Object location annotation records
☆ ☆ ☆

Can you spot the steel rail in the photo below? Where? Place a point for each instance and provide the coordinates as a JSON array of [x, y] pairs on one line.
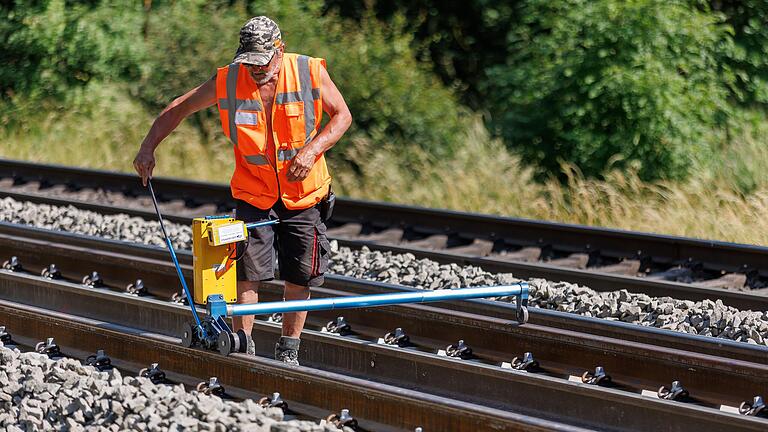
[[478, 384], [596, 280], [488, 340], [380, 404], [122, 263], [714, 255]]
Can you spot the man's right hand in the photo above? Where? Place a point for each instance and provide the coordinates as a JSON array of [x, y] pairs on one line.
[[144, 163]]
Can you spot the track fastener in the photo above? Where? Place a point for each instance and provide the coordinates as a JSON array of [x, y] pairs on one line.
[[338, 326], [99, 360], [342, 420], [154, 373], [212, 387], [460, 350], [136, 288], [677, 392], [93, 280], [599, 377], [51, 272], [754, 408], [12, 264], [526, 362], [274, 401], [397, 337], [5, 337], [179, 298], [48, 348]]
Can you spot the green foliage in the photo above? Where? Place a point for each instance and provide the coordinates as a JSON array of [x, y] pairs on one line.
[[749, 61], [611, 82], [53, 47], [460, 38]]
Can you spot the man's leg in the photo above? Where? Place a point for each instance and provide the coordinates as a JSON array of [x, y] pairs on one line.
[[247, 293], [257, 264], [293, 322], [303, 257]]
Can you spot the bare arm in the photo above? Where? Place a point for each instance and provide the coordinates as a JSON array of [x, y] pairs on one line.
[[191, 102], [341, 119]]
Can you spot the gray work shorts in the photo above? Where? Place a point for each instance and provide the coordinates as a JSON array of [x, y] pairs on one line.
[[298, 242]]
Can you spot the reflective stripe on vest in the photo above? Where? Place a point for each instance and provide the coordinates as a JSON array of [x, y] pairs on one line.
[[282, 155], [257, 160], [232, 72]]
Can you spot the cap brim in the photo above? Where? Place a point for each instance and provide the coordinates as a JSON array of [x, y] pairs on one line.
[[254, 58]]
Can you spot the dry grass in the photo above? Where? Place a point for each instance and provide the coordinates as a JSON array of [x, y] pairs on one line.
[[483, 177]]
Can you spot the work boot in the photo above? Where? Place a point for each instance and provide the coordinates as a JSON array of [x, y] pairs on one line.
[[250, 347], [287, 350]]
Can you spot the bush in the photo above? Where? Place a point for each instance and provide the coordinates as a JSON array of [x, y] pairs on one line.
[[748, 62], [611, 83], [52, 48]]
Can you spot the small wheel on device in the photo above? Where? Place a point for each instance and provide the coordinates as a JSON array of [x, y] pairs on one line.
[[188, 335], [226, 343], [243, 341], [522, 314]]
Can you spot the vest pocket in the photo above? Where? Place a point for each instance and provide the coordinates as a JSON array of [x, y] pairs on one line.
[[293, 123]]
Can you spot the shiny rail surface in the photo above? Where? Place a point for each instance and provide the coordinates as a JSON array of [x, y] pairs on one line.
[[534, 248], [120, 264], [711, 379], [377, 406]]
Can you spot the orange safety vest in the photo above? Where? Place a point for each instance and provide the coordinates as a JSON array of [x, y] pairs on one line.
[[260, 176]]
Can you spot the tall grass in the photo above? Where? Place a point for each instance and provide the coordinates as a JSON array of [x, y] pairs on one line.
[[726, 201]]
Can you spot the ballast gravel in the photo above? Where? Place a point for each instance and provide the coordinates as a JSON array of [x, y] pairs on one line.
[[37, 393], [708, 318]]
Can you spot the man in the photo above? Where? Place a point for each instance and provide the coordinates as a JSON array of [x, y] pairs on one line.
[[271, 104]]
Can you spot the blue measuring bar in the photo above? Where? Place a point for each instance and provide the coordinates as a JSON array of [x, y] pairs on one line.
[[217, 307]]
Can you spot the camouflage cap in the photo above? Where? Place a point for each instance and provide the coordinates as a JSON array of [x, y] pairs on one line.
[[259, 39]]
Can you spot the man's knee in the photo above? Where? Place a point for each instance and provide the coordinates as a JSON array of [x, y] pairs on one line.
[[247, 291], [296, 292]]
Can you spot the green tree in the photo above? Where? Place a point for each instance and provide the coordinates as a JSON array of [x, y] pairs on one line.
[[51, 47], [594, 83]]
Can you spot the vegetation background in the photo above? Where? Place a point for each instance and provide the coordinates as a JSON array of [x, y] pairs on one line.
[[636, 114]]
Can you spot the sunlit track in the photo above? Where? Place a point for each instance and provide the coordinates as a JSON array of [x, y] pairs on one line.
[[717, 375], [676, 267]]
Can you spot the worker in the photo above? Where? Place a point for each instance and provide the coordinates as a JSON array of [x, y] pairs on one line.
[[270, 103]]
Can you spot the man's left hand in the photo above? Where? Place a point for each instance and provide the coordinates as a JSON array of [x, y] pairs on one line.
[[301, 165]]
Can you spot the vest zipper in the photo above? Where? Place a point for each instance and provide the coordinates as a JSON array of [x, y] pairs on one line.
[[272, 129]]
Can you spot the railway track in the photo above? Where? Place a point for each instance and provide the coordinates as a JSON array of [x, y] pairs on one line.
[[603, 259], [546, 375], [718, 377]]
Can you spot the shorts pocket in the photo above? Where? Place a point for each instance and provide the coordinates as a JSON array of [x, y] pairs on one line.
[[322, 251]]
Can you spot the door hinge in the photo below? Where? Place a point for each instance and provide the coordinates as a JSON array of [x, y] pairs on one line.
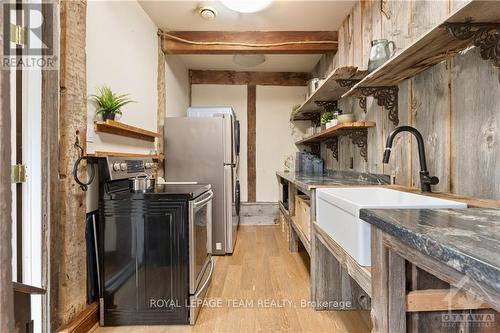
[[18, 34], [19, 174]]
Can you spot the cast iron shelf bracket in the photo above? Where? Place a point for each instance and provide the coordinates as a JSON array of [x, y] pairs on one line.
[[328, 106], [314, 117], [359, 137], [386, 97], [349, 83], [333, 145], [485, 36]]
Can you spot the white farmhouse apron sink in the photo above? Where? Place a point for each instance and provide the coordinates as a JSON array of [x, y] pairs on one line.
[[337, 213]]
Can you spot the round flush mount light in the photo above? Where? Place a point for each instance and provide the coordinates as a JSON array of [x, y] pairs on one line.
[[207, 13], [249, 60], [246, 6]]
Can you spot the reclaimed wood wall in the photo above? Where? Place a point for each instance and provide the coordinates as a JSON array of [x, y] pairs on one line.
[[455, 104], [68, 249], [6, 291]]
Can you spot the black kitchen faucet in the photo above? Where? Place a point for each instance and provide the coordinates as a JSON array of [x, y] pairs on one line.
[[425, 179]]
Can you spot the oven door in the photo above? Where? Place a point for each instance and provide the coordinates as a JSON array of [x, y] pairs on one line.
[[200, 230]]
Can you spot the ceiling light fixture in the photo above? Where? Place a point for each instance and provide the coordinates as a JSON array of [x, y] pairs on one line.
[[207, 13], [249, 60], [246, 6]]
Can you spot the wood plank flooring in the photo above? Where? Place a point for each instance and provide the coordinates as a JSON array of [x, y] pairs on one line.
[[260, 273]]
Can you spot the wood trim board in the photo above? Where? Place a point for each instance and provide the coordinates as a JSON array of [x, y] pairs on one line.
[[251, 142], [248, 78], [84, 321], [245, 42], [118, 128]]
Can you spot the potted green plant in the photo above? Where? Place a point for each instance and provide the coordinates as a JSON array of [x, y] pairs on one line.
[[108, 103], [325, 118]]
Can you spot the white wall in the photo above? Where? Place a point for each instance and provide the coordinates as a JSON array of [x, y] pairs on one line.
[[122, 51], [177, 87], [225, 95], [275, 136]]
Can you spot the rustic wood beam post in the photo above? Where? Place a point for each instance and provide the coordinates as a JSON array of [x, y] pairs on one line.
[[249, 42], [162, 105], [68, 256], [49, 166], [6, 292], [251, 141]]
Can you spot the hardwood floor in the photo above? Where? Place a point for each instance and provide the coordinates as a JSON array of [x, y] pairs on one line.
[[261, 271]]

☆ ☆ ☆

→ **DIRECTIVE**:
Extract every record above word for word, leaving out the pictures.

→ **CORRECT OUTPUT**:
Can you spot the steel rail in the photo below? Where? Place a point for each instance and provide the coordinates as a JSON array of [x, y] pairs on one line.
[[478, 384], [596, 280], [488, 340], [380, 404], [122, 263], [714, 255]]
Can you spot the man's right hand in the photo above? Where? Place a point for each instance and provide the coordinates as a JSON array of [x, y] pairs on one line.
[[144, 163]]
Can you spot the track fastener in the photo above? Where? Place a point for each instance and provide the coordinates as a JSON array of [x, y] pairs on one line.
[[338, 326], [99, 360], [342, 420], [154, 373], [212, 387], [460, 350], [136, 288], [677, 392], [93, 280], [599, 377], [51, 272], [754, 408], [12, 264], [526, 362], [274, 401], [397, 337], [5, 337], [179, 298], [48, 348]]
Can you spot the green foliage in the photo above? Where? Place a point for each instance and provide the coordinates as a JSON array of [x, y] pairs on one line.
[[749, 61], [611, 82], [53, 47], [460, 38]]
Can you spot the man's leg in the photo above? Where? Place a point for each instance and provide the coordinates as a JSON array of [x, y] pairs on one line.
[[247, 293], [257, 264], [293, 322], [303, 257]]
Can you spot the bare arm in the photo above? Where? Place a point for each instance and provide the coordinates as a JSON array of [x, y] pairs on one line.
[[191, 102], [341, 119]]
Can you spot the gray work shorts in the photo above? Where? Place a point for each instance and provide the coordinates as a JSON array of [x, y] pairs on one line.
[[298, 242]]
Can you spot the reflective stripe on vest in the photo above? Where? Place a point for each instance and provide the coordinates as a JSON array of [x, y] pairs on one line.
[[282, 155], [257, 160], [232, 72]]
Can you spot the cap brim in the photo above? Where? Place a point for each instance and provide the coordinates as a JSON array of [x, y] pairs on one line.
[[254, 58]]
Can you spot the dry grass in the photo above? Where? Place a point for each instance and provide the coordinates as a JSON array of [x, y] pairs on one line.
[[483, 177]]
Can you spot the work boot in the photo above? Where? Place a point for each instance and provide the coordinates as a JSON array of [x, y] pairs on one line.
[[250, 347], [287, 350]]
Can you spot the bush in the photo above? Where? Place a point for each instance and provide the coordinates as a JSON array of [x, y] pairs on one line.
[[748, 62], [611, 83], [52, 48]]
Can you spot the small wheel on device in the photo above? Where? Place a point for each instance and provide the coordinates as a JSON array of [x, y] pairs on one line.
[[188, 335], [226, 343], [243, 341], [522, 314]]
Can you spot the vest pocket in the photo above? Where? Place a point for each instance and provide the coordinates as a JSON array of [x, y] pairs on one line.
[[293, 123]]
Can you spot the shiny rail surface in the photo above? Where? Place a point for each instance and provide the coordinates as a JSON array of [x, y] pairs on one line.
[[534, 248], [120, 264], [711, 379], [377, 406]]
Can you spot the orange safety vest in the photo above? Where? Place a point for each instance and provide the coordinates as a JSON array of [x, y] pairs on one line.
[[260, 176]]
Can you spot the tall grass in the photo above? Where? Place a point for each instance and provide the coordinates as a JSON array of [x, y] pairs on one line.
[[726, 201]]
Can you spot the ballast gravel in the photo above? Where? Place a point for each instance and provide the coordinates as a JSON array of [x, y] pairs on one line.
[[37, 393], [708, 318]]
Can you spot the man in the photo above? Where? Place a point for each instance and provide the coordinates as a JSON array of [x, y] pairs on one line.
[[271, 104]]
Can you spot the blue measuring bar in the photo above? Where? Place a point for each instance and provide the coordinates as a JSON array of [x, y] pairs on one line.
[[217, 307]]
Can you spot the camouflage cap in the photo above? Where? Place a point for each instance and provide the coordinates as a JSON array of [x, y] pairs on one line.
[[259, 39]]
Can you spot the man's knee in the photo above? Where? Place a point for each instance and provide the coordinates as a JSON array of [x, y] pairs on one line.
[[247, 291], [296, 292]]
Can you spot the green tree in the photo above? Where? Place a point for each instance and provide the coordinates as a JSON array of [x, y] pairs on one line.
[[51, 47], [594, 83]]
Can you spot the vegetation background in the photo above? Where? Place a point for each instance and provide the coordinates as a JSON array of [x, y] pairs on one line.
[[636, 114]]
Can you spot the sunlit track in the photo above? Where? Place a point for each instance and provide the coordinates as a JSON array of [x, y] pairs on one line.
[[717, 375], [676, 267]]
Can you spot the worker in the photo above? Where? Place a point for each instance and provide the coordinates as a JSON array of [x, y] pairs on one line.
[[270, 103]]
Can you spot the man's left hand in the photo above? Where? Place a point for each instance and provide the coordinates as a JSON array of [x, y] pairs on one line.
[[301, 165]]
Can you spot the vest zipper in the photo above? Where? Place a point for each instance and provide the coordinates as a JSON array of [x, y] pairs on one line.
[[272, 129]]
Can you spot the railway track in the photo above? Where? Place a point for each instance and provide the coordinates as a JSON array of [x, y] pairs on one line.
[[603, 259], [546, 375], [718, 377]]
Can you spot the shorts pocket in the photo above? Where? Place a point for each instance and provide the coordinates as a JSON array of [x, y] pairs on one line.
[[322, 251]]
Can you spot the door hinge in the photo below? Where? Place a point for each instance and provide the coordinates as a JSON array of [x, y] pairs on one line.
[[18, 34], [19, 174]]
Can you spot the cast iron shelf bracket in the photo above? Where? Place a point for each instance and provide the coordinates as a JSON array of [x, y] pairs on one line.
[[328, 106], [314, 117], [359, 137], [386, 97], [349, 83], [333, 145], [485, 36]]
Can you spot the white farmhouse apron sink in the photo above? Where? Place a point for each instance and provide the coordinates as a JSON array of [x, y] pairs on one line.
[[337, 213]]
Can you spot the round flush mount light in the photo above? Where? Place a point for each instance and provide the coordinates as a JSON array of [x, y] pairs on one line.
[[207, 13], [249, 60], [246, 6]]
Can you spot the reclaimed wood wall in the photo above? Where? Place a point for each instance and provide the coordinates as a JSON array of [x, y] pairs on one line.
[[455, 104], [68, 249], [6, 291]]
Can you spot the black kitchen faucet in the photo above? Where? Place a point for each instance and provide the coordinates as a JSON array of [x, y] pairs on one line.
[[425, 179]]
Can you spot the oven door in the photo above? Where? Place a point for each instance and provide the coordinates as a JSON array of [x, y] pairs on one line.
[[200, 230]]
Can you spot the ceiling light fixture in the photo above? Where? Place a point for each instance and provide the coordinates as a JSON array of [x, y] pairs on one line.
[[207, 13], [249, 60], [246, 6]]
Can you spot the wood plank flooring in the photo above? Where? Place a point for each instance and provide the coordinates as a JSON array of [x, y] pairs on one line.
[[260, 273]]
Can you spot the wood trim board in the photo above? Where? Place a point for each instance and provide the coordinates as a JSON array of [x, y] pairs on one line.
[[251, 142], [248, 78], [84, 321], [245, 42], [118, 128]]
Can you spot the potted green plant in the photo above? Where? Place a point for each instance and provide the coordinates as a JSON array of [x, y] pairs on one line.
[[108, 103], [325, 118]]
Can you spot the white wall in the photo above? Where? Place a point for each instance and provide the coordinates as a JSON array of [x, y] pairs on one line.
[[122, 51], [177, 87], [225, 95], [275, 136]]
Can you spot the rustic wood beam post in the photo above? Where? Place a point for each instance and provide the coordinates as a JSON array of [x, y] pairs on one line.
[[249, 42], [162, 105], [68, 256], [49, 166], [6, 292], [251, 141]]
Can you spot the hardwood floor in the photo above? Where? Place a point for each instance and provide the coordinates as a JSON array of [x, y] pairs on one line.
[[261, 271]]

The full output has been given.